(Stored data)
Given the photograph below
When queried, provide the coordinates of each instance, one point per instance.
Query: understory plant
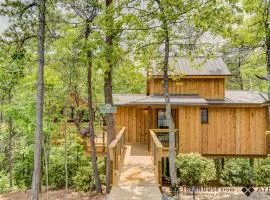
(262, 172)
(195, 169)
(236, 172)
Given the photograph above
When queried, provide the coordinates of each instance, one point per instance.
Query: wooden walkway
(137, 178)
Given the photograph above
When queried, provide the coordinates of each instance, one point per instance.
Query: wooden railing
(267, 134)
(116, 149)
(155, 148)
(158, 146)
(163, 136)
(100, 137)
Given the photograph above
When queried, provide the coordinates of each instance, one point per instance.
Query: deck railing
(158, 146)
(155, 148)
(267, 134)
(163, 136)
(116, 149)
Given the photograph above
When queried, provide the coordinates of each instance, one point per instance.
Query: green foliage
(262, 172)
(195, 169)
(23, 167)
(236, 172)
(4, 187)
(84, 177)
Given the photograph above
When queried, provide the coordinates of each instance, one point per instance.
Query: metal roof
(241, 97)
(197, 67)
(231, 97)
(133, 99)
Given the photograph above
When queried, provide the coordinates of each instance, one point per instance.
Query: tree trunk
(268, 73)
(91, 123)
(40, 101)
(172, 153)
(1, 111)
(10, 127)
(108, 99)
(239, 74)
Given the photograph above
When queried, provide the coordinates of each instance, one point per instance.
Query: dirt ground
(53, 195)
(222, 193)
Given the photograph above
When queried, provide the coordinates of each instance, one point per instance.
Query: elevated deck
(136, 178)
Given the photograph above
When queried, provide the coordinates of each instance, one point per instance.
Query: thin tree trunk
(109, 99)
(40, 101)
(1, 111)
(172, 153)
(65, 138)
(10, 128)
(168, 113)
(239, 74)
(91, 117)
(268, 73)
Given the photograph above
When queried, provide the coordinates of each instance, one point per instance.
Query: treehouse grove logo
(247, 190)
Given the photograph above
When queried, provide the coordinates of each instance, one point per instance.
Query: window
(204, 115)
(162, 122)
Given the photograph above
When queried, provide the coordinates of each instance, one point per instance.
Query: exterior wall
(229, 131)
(138, 121)
(208, 88)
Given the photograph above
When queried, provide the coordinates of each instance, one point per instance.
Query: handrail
(155, 148)
(167, 131)
(267, 135)
(116, 149)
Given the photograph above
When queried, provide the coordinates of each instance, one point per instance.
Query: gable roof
(241, 97)
(139, 99)
(231, 98)
(197, 67)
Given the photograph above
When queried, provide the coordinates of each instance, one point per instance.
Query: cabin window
(162, 121)
(204, 115)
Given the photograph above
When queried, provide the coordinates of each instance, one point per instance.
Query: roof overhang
(181, 100)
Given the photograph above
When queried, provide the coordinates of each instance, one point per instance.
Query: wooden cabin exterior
(210, 119)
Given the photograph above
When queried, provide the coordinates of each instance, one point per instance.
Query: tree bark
(172, 153)
(268, 73)
(108, 98)
(239, 74)
(10, 128)
(91, 118)
(40, 101)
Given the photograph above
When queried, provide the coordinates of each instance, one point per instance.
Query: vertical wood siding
(208, 88)
(229, 131)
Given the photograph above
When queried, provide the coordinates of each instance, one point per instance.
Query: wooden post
(159, 173)
(222, 163)
(251, 162)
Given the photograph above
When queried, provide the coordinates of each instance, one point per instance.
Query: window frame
(204, 115)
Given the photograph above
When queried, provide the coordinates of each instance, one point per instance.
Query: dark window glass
(162, 122)
(204, 115)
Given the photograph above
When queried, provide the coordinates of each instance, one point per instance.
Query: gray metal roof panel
(199, 66)
(125, 99)
(241, 97)
(231, 97)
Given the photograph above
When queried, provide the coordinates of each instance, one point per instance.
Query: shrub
(262, 172)
(23, 168)
(84, 180)
(195, 169)
(56, 170)
(4, 187)
(236, 172)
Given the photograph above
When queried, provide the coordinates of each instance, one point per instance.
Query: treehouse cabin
(208, 118)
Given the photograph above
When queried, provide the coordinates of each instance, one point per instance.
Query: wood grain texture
(229, 131)
(208, 88)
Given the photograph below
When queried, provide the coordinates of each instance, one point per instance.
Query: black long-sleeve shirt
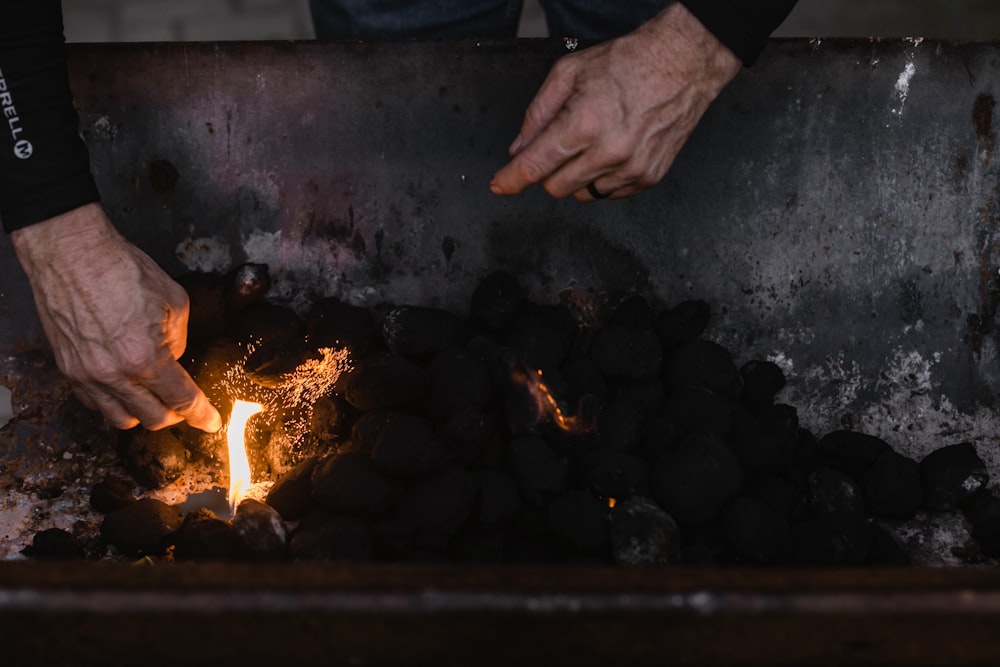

■ GOAL OF THE EXERCISE ■
Strip out the images, then output the records above word for word.

■ RESULT OF THE TASK ■
Given the photograph below
When queried, provide the coordinates of each instance, one point per instance.
Query: understory plant
(262, 172)
(195, 169)
(236, 172)
Given the photograph above
When queried, provide the coordinates of each instance, one point per instance.
Query: wooden walkway
(137, 178)
Given the photograph above
When queried, provide the coordinates of each instance, one point per instance.
Query: wooden railing
(267, 134)
(116, 149)
(155, 148)
(158, 146)
(163, 136)
(100, 137)
Given the photograph above
When queried, provide the coordinates of each instance, one point per instance.
Query: deck railing
(158, 146)
(155, 148)
(267, 134)
(163, 136)
(116, 149)
Given the photograph above
When queried, provide the coordinates of each instance, one point per instance.
Query: green foliage
(262, 172)
(195, 169)
(23, 167)
(236, 172)
(4, 187)
(84, 177)
Given the photograph above
When queried, provide the coordinates of each instance, one point per instance.
Query: metal roof
(241, 97)
(197, 67)
(231, 97)
(133, 99)
Given the photograph above
When queried, provide the coordinates of each instance, one point per instance.
Query: tree trunk
(268, 73)
(91, 123)
(40, 101)
(172, 153)
(1, 111)
(10, 127)
(108, 99)
(239, 74)
Given the photograph above
When queried, provide the coordinates of each instance, one point per instance.
Query: dirt ground
(53, 195)
(222, 193)
Given the photograph above
When queried, provide the coordinates of each instance, one point per instance.
Query: elevated deck
(136, 178)
Given the photograph above
When queried, provide the coordinates of each instance, one point per instance.
Query: thin tree trunk
(109, 99)
(40, 101)
(1, 111)
(172, 153)
(65, 138)
(10, 128)
(168, 113)
(239, 74)
(91, 117)
(268, 73)
Given the photograph above
When queried, provide the coordinates of each instance, one point per instance.
Query: treehouse grove logo
(247, 190)
Given the photograph above
When queried, provide the coordinates of each instance, one point per instance.
Query: window
(204, 115)
(162, 122)
Given the photograph above
When queried, provide the coordinates of each instance, one point per instance.
Query: exterior wall
(229, 131)
(138, 121)
(208, 88)
Given the photograph above
When queried, provide the coordinates of each instance, one point per instance.
Query: handrail
(155, 148)
(167, 131)
(267, 135)
(116, 149)
Given the photograph above
When queried, provide the coordinates of each instance, one point per instance.
Query: gable roof
(241, 97)
(139, 99)
(231, 98)
(197, 67)
Given the photograph above
When queried, provide the coordinates of each instance, one point per instance.
Query: cabin window
(162, 121)
(204, 115)
Given the photograph above
When queried, provide the coordinates of each instance, one point per instance.
Query: roof overhang
(181, 100)
Given the photograph above
When queried, provide the coordinates of each instance, one point per instance.
Query: wooden cabin exterior
(210, 119)
Given the photograph above
When queried, provide the coordinates of each instance, one point per instance.
Query: tree bark
(172, 153)
(268, 73)
(108, 98)
(239, 74)
(10, 128)
(91, 118)
(40, 101)
Given the photograph above
When queried, provide the coordinates of each instance, one point per instance.
Query: vertical wood siding
(208, 88)
(229, 131)
Given the photograph above
When queried, provide the coordinates of each instance, one point per instance.
Query: wooden post
(159, 173)
(222, 163)
(251, 162)
Given the photograph above
When queried, provide the coordinates of each instance, one point per instance.
Query: window frame
(204, 115)
Given the photograph above
When queried, provide the coordinates of each instance, one point per instance.
Query: dark window glass
(162, 122)
(204, 115)
Given the photograph above
When queried, provide the coordinates of each instance, one point per instance.
Query: gray metal roof panel
(199, 66)
(125, 99)
(241, 97)
(231, 97)
Given the photograph above
When queried, provide the coordinates of each instance, one point per instance.
Query: shrub
(262, 172)
(23, 168)
(84, 180)
(195, 169)
(56, 170)
(4, 187)
(236, 172)
Given the photograph above
When queried, provide the coordinates of each instance, one point per instance.
Query: treehouse cabin
(208, 118)
Given the photograph above
When queried, provide the coordinates of each instance, one point per instance.
Query: wood grain texture
(229, 131)
(208, 88)
Given the photograph below
When queried, provide the coordinates of each instance, one point per instance.
Query: black long-sleeve shirt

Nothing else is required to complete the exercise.